**To do:** Rewrite every row from the one containing "Pinpoint every squirrel claw in the frame." down to the one containing "271,130,313,170", both included, keeping the requests as they are and shifting each bounding-box coordinate in the answers up by 113.

■ ■ ■ ■ ■ ■ ■

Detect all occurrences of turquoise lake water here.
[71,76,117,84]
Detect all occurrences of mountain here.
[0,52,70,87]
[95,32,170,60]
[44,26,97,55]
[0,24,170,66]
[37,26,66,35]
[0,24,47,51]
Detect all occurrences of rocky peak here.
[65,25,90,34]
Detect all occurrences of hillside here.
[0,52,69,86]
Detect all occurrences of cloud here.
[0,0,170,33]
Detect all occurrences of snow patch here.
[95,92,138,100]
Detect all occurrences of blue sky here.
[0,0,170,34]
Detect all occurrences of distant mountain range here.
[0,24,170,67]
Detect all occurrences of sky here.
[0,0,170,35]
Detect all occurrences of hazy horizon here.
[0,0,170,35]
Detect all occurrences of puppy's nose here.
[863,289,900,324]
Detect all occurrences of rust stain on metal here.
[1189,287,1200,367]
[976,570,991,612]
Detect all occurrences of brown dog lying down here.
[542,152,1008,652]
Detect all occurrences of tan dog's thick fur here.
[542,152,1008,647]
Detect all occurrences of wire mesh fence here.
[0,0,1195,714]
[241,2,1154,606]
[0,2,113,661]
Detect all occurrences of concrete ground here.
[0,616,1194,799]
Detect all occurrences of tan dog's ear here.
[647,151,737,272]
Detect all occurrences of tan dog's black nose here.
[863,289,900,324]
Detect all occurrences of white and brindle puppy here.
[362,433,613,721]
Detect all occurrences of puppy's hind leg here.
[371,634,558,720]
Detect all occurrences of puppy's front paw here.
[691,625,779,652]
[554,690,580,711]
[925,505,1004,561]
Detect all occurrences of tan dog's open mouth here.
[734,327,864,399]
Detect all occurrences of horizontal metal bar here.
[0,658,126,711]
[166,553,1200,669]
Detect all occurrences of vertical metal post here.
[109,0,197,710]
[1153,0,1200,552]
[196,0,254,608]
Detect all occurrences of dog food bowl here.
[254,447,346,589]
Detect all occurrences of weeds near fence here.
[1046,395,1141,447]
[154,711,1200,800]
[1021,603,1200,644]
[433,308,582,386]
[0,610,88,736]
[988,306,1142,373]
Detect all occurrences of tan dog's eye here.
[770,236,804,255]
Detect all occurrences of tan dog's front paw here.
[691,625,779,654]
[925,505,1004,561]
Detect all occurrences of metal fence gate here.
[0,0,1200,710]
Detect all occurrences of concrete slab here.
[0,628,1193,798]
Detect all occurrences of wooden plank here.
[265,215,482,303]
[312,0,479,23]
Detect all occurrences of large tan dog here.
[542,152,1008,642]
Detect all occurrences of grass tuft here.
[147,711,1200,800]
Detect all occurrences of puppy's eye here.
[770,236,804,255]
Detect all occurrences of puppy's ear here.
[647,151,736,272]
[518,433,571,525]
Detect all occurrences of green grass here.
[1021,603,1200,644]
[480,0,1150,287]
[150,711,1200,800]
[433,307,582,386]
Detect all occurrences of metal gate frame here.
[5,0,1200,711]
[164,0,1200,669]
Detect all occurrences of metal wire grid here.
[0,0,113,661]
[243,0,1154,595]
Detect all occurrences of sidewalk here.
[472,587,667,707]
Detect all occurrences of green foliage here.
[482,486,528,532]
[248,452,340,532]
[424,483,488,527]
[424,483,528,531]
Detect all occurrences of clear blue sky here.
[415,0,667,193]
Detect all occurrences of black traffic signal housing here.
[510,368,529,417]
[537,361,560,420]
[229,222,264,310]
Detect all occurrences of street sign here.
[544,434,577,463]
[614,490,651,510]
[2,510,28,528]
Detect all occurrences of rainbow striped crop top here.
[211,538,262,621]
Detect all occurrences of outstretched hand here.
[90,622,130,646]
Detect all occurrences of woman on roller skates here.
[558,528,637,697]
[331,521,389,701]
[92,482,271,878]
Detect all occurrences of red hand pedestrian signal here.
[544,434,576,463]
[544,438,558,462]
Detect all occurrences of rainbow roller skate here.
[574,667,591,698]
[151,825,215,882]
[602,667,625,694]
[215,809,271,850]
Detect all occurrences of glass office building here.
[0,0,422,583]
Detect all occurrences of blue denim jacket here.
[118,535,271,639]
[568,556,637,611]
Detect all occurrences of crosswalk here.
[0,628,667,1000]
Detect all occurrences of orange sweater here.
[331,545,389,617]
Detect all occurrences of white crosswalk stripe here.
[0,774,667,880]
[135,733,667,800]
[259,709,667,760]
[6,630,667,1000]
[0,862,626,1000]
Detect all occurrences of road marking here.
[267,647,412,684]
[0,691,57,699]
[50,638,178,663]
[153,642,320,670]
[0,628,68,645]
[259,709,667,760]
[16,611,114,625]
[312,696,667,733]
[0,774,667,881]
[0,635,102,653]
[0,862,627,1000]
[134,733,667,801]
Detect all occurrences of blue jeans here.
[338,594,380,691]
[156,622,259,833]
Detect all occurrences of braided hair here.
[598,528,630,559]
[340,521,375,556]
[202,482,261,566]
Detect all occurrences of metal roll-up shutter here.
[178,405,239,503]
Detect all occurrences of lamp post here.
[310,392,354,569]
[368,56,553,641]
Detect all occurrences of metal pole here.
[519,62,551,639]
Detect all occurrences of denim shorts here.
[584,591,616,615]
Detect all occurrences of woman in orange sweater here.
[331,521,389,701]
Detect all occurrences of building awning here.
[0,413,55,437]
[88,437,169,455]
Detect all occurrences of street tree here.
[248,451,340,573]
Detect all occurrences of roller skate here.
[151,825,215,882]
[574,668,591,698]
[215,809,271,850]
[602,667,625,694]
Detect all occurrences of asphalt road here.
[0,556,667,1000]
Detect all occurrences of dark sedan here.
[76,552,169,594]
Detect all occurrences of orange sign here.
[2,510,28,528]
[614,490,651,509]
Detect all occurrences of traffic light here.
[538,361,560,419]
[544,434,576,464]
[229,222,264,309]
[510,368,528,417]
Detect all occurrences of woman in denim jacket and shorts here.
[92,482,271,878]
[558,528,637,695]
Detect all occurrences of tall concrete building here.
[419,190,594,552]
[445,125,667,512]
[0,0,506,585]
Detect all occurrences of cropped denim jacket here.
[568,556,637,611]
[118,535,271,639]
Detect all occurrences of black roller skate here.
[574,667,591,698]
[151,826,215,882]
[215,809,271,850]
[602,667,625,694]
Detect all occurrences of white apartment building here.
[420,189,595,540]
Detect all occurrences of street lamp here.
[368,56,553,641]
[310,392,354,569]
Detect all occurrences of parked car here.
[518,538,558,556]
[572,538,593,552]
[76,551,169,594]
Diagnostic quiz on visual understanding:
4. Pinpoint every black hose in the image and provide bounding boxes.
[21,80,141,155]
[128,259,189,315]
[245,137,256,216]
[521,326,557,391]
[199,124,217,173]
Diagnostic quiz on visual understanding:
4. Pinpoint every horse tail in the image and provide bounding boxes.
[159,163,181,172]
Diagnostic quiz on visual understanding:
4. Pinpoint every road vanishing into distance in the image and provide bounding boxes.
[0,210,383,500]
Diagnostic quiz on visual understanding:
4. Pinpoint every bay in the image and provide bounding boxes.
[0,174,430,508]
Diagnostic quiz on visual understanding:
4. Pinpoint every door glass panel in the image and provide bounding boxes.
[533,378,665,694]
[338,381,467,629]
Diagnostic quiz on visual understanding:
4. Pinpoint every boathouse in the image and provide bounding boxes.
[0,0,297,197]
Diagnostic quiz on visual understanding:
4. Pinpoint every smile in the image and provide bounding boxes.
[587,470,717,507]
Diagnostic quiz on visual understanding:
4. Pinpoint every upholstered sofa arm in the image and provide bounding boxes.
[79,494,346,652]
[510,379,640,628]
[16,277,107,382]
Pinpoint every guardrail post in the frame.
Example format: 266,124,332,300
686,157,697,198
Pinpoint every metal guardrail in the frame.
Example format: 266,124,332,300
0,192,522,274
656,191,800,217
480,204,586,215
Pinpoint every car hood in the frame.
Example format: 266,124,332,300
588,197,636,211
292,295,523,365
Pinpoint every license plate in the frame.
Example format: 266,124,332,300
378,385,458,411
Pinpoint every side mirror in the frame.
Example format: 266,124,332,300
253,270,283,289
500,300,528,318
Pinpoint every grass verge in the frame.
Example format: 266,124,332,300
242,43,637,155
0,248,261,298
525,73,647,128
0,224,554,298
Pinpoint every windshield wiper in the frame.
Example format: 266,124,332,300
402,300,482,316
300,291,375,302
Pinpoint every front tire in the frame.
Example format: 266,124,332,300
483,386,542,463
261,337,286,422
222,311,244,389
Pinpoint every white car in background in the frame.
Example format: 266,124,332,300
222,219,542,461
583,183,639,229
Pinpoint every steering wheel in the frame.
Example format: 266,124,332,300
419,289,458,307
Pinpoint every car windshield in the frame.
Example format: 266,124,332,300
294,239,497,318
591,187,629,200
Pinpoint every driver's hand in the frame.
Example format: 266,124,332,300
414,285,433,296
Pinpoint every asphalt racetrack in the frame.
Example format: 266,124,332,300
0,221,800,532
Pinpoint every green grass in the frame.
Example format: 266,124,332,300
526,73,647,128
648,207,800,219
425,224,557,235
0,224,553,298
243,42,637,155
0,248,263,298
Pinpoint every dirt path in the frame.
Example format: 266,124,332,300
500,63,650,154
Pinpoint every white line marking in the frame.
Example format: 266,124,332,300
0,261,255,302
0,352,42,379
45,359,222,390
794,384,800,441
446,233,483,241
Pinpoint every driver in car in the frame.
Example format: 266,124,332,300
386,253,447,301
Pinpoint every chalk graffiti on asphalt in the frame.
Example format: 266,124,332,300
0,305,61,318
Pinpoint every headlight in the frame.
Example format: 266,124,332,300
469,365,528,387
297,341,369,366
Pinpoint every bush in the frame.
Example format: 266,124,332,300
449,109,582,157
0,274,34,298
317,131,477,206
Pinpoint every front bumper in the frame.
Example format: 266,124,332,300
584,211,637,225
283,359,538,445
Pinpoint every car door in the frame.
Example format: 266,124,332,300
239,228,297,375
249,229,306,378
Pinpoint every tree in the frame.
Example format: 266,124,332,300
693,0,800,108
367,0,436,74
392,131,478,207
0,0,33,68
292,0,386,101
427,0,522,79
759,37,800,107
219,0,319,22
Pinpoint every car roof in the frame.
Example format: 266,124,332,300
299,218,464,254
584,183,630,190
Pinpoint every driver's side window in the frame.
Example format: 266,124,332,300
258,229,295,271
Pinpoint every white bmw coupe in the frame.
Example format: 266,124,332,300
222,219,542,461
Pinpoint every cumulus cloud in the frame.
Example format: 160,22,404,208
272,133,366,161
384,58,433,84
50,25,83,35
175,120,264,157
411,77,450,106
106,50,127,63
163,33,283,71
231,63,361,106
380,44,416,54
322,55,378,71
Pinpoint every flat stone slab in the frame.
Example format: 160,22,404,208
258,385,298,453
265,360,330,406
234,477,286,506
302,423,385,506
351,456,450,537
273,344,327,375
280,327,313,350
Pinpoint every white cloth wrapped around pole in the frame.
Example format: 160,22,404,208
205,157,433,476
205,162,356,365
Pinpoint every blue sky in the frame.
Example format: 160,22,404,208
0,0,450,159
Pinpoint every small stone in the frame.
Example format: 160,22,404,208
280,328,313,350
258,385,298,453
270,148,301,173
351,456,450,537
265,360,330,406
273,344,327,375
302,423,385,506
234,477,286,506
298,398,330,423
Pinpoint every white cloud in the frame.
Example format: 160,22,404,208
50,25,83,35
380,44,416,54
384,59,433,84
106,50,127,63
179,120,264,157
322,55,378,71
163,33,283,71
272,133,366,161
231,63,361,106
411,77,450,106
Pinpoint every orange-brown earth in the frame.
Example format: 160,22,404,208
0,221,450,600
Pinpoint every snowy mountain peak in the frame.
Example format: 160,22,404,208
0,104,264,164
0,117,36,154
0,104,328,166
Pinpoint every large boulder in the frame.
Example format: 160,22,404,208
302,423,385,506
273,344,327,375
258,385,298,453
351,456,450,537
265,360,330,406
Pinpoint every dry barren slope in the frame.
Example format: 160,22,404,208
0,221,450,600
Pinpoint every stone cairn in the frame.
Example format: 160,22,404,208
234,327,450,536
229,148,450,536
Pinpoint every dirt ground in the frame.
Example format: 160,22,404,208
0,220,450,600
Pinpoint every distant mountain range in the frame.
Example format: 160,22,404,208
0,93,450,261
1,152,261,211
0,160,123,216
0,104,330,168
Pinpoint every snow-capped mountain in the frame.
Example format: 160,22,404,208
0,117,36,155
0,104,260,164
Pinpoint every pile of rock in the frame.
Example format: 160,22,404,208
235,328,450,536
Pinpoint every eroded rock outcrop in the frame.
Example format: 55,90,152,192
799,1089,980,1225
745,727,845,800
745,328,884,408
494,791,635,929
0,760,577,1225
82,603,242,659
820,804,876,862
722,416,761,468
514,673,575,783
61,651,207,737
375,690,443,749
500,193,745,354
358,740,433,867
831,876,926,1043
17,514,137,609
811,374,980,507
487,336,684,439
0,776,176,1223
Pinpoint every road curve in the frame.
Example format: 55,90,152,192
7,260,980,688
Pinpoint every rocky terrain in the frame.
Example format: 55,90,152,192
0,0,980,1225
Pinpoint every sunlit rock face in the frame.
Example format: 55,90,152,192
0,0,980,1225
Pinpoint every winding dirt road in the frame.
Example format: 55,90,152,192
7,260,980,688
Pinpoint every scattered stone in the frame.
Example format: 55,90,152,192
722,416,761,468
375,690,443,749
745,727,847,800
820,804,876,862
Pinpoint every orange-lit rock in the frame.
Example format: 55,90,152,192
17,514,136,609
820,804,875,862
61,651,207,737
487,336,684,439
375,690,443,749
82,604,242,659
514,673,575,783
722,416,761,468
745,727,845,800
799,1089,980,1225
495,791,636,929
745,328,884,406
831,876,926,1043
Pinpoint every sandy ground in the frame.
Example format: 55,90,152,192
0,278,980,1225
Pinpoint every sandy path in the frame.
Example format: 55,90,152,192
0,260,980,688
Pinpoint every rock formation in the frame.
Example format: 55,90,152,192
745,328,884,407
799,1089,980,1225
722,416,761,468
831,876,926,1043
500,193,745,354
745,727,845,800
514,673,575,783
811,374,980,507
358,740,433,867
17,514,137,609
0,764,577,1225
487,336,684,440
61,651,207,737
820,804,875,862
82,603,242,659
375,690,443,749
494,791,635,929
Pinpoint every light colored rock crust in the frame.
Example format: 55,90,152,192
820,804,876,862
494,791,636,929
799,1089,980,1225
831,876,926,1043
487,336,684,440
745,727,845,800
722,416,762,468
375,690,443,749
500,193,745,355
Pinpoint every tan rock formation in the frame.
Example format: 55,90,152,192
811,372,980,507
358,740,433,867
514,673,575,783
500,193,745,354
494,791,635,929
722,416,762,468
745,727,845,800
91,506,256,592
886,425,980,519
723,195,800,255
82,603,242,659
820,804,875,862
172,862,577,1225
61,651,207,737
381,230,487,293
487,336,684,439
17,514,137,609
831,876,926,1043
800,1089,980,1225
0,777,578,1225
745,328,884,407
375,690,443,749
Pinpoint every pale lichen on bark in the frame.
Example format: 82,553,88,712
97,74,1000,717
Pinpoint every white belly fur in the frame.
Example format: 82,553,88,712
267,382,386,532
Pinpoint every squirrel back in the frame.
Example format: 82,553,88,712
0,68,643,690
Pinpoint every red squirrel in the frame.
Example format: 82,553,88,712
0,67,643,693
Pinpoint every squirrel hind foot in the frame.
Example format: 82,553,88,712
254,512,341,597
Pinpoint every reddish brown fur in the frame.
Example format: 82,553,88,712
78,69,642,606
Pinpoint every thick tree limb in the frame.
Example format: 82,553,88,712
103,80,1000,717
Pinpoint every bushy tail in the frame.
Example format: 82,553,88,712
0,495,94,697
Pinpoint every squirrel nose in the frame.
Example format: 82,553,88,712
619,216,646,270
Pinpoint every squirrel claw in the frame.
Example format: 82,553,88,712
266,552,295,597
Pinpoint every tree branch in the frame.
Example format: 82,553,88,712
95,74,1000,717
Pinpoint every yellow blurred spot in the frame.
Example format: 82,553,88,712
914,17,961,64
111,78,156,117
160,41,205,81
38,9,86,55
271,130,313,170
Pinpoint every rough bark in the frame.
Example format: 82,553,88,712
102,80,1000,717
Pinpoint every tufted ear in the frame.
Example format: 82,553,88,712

■ ■ ■ ■ ■ ■ ■

**Complete answer:**
Pinpoint every squirrel claw in the frame.
Example format: 82,553,88,712
379,665,408,710
Pinpoint every tree branch in the frame.
Example format: 82,553,88,712
208,187,1113,830
Pinpoint every yellow blurred spot in the frame.
Example format: 82,553,88,712
1027,130,1074,177
224,191,269,230
273,154,318,194
151,122,199,168
384,243,426,283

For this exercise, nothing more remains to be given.